Stated task:
Change "dot" to "mark" in every one of these rows, leaving everything else unchanged.

Given entries:
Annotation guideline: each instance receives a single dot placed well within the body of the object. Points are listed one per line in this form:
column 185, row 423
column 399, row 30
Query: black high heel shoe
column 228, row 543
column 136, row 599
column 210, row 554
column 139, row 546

Response to the task:
Annotation guideline: each instance receives a single mark placed well within the body of the object. Points are listed one per line in this form:
column 185, row 423
column 399, row 30
Query: black high heel shoe
column 228, row 543
column 136, row 599
column 210, row 554
column 139, row 546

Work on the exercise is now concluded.